### [Goal]
Copy out all of the records below, swapping every occurrence of "Reviewer note" for "Checker note" and leaving everything else unchanged.

### [Data to process]
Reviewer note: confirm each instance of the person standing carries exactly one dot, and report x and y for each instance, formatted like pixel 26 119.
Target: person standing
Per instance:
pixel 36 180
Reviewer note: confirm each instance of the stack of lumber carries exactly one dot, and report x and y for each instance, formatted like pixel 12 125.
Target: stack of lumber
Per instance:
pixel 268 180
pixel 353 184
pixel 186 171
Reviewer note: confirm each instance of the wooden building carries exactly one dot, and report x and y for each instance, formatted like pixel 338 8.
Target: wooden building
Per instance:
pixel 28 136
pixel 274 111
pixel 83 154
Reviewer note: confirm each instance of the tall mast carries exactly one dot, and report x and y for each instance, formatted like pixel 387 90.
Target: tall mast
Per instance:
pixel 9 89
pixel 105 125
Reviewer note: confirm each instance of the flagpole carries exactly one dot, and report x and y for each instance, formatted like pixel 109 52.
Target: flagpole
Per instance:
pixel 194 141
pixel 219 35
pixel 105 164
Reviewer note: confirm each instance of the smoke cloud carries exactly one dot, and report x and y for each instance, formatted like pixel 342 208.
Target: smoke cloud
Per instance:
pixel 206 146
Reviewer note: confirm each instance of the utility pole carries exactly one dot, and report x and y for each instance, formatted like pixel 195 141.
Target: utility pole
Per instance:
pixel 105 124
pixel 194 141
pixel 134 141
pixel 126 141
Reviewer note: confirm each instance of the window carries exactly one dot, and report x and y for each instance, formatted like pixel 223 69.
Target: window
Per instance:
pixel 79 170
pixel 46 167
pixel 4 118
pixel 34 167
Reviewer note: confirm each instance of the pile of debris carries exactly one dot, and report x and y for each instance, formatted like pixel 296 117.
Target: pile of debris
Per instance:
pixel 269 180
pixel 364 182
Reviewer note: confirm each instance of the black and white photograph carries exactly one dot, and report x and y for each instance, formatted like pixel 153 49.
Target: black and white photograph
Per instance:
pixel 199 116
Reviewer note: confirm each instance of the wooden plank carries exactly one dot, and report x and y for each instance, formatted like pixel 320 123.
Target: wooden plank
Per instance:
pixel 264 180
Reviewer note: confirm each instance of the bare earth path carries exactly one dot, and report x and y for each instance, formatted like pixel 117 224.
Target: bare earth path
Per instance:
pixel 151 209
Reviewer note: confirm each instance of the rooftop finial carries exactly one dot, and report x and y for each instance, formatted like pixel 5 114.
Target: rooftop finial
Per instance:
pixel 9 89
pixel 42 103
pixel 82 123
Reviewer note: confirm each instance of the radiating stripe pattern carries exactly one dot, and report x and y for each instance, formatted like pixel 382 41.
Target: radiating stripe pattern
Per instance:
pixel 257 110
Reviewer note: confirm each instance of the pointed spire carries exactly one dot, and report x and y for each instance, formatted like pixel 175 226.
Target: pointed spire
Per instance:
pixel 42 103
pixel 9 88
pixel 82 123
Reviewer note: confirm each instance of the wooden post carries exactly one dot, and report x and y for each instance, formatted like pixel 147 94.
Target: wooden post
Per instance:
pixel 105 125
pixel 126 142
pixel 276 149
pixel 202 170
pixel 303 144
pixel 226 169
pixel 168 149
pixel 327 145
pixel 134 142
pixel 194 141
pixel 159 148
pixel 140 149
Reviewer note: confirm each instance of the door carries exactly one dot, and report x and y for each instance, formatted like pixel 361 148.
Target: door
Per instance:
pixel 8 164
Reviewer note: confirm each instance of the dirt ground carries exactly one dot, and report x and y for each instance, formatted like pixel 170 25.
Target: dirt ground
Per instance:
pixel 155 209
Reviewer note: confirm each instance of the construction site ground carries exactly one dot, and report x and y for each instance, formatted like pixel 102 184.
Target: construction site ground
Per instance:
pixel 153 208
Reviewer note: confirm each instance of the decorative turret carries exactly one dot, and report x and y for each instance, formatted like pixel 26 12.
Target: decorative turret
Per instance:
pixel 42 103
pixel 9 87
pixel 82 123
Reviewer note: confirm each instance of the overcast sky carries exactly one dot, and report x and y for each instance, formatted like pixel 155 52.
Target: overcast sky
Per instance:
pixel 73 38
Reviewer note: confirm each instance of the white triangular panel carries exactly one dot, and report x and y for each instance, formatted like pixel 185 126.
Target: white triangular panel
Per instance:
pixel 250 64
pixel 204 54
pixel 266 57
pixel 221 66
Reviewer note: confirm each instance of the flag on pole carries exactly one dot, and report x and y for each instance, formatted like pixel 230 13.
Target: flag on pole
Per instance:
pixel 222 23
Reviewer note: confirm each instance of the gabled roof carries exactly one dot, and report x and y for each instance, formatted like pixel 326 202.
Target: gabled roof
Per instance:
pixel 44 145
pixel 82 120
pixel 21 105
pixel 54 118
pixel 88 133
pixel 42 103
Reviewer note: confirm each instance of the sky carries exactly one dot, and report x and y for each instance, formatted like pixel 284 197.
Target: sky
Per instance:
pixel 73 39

### [Complete answer]
Checker note: confirm each instance of the person standing carries exactly one dot, and report x and y for each instance, formatted like pixel 26 119.
Target: person standing
Per instance:
pixel 36 180
Checker note: confirm each instance of the stack of lumber carries exactly one dot, and report x and y for each instance, formatted like pixel 12 125.
Target: stack of lumber
Per instance:
pixel 268 180
pixel 353 184
pixel 186 171
Checker note: confirm each instance of the wooden building carries exactly one dot, and report x and y for each instance, formatted like pixel 338 8.
Target: wooden building
Per instance:
pixel 28 136
pixel 274 111
pixel 83 154
Checker note: confirm each instance of the tall mast carries exactly one dot, and report x and y for each instance, formatted like pixel 387 90.
Target: tall mast
Per instance:
pixel 9 89
pixel 105 125
Checker note: confirm each instance of the flagpole carries exactly one dot, and report x and y for each instance, formatted like pixel 109 52.
Target: flagpole
Per instance:
pixel 194 141
pixel 219 35
pixel 105 164
Checker note: confirm each instance of the smoke cloud carries exactly one dot, and report x and y for each instance, formatted like pixel 342 208.
Target: smoke cloud
Per instance:
pixel 206 146
Checker note: confirm each instance of the utility pole carries exactly one dot, and report x and y for each instance, formatted like pixel 195 141.
Target: utility pole
Per instance:
pixel 105 124
pixel 194 141
pixel 134 141
pixel 126 141
Checker note: confirm each instance of the window carries exactly one dot, and report x and y for each instance, formatted like pixel 223 69.
Target: window
Per instance:
pixel 79 170
pixel 46 167
pixel 4 118
pixel 34 167
Checker note: confirm each instance of the pile of debris carries exactly one dot, and report x and y for each instance, formatted like pixel 296 117.
Target: pile of debris
Per instance:
pixel 269 180
pixel 364 182
Checker note: confirm each instance of the black and white photograph carries exactly one dot, and report x and y for each instance, formatted like pixel 153 49.
Target: black and white photograph
Per instance:
pixel 199 116
Checker note: confirm each instance of the wooden plank carries exactly one dot, and report x and y for each instance, formatted like pixel 320 123.
Target: wooden plank
Per instance:
pixel 264 180
Checker note: confirm each instance of the bare earth path carries exactly one dot, and report x and y for each instance, formatted like pixel 117 224.
Target: bare earth path
Per instance:
pixel 151 209
Checker note: confirm each instance of the rooftop finial carries exactly one dot, and report x and y for each instance, formatted like pixel 5 114.
Target: rooftop finial
Per instance:
pixel 9 89
pixel 42 103
pixel 82 123
Checker note: confirm each instance of the radiating stripe pattern carries exactly one dot, and report x and y for each instance, formatted like pixel 382 41.
Target: radiating stripe pattern
Per instance:
pixel 257 110
Checker note: confirm each instance of the pointed spire carries exactly one dot, and report x and y for each instance, formatted like pixel 175 226.
Target: pointed spire
Per instance:
pixel 42 103
pixel 9 88
pixel 82 123
Checker note: confirm each instance of the wooden post carries exactly one dot, and report x and y for each instance, formatted like pixel 147 94.
Target: wooden post
Per instance:
pixel 105 125
pixel 126 142
pixel 276 149
pixel 202 170
pixel 303 144
pixel 226 169
pixel 168 149
pixel 327 145
pixel 134 142
pixel 194 141
pixel 159 148
pixel 140 149
Checker note: confirm each instance of the door carries exactly one dot, and report x and y for each instance, formatted like pixel 361 148.
Target: door
Per instance:
pixel 8 164
Checker note: confirm each instance of the dirt ground carries exactly one dot, and report x and y for each instance, formatted like pixel 170 25.
Target: dirt ground
Per instance:
pixel 155 209
Checker note: confirm each instance of the construction site ground carries exactly one dot, and report x and y for each instance, formatted like pixel 102 184.
Target: construction site ground
Per instance:
pixel 153 208
Checker note: confirm each instance of the decorative turret carries exactly one dot, and report x and y for each instance, formatted like pixel 26 12.
Target: decorative turret
Per instance:
pixel 42 103
pixel 9 87
pixel 82 123
Checker note: confirm each instance of the overcast sky carries exactly one dot, and report x and y for each instance, formatted like pixel 155 52.
Target: overcast sky
Per instance:
pixel 73 38
Checker note: confirm each instance of the white triangular panel carries exactly one dot, and report x and y for each instance, formatted like pixel 185 126.
Target: white triangular panel
Per instance:
pixel 250 64
pixel 204 54
pixel 266 57
pixel 221 66
Checker note: confirm each instance of the flag on pole carries exactly one dot, and report x and y for each instance, formatted like pixel 230 13.
Target: flag on pole
Per instance:
pixel 222 23
Checker note: confirm each instance of the gabled roof carries exactly one dot, and report x and y for each instance, formatted like pixel 326 202.
Target: gabled roof
Per instance:
pixel 44 145
pixel 82 120
pixel 21 105
pixel 54 118
pixel 88 133
pixel 42 103
Checker note: confirm each instance of the sky carries exactly one dot, and report x and y for each instance, formatted like pixel 284 197.
Target: sky
Per instance:
pixel 73 39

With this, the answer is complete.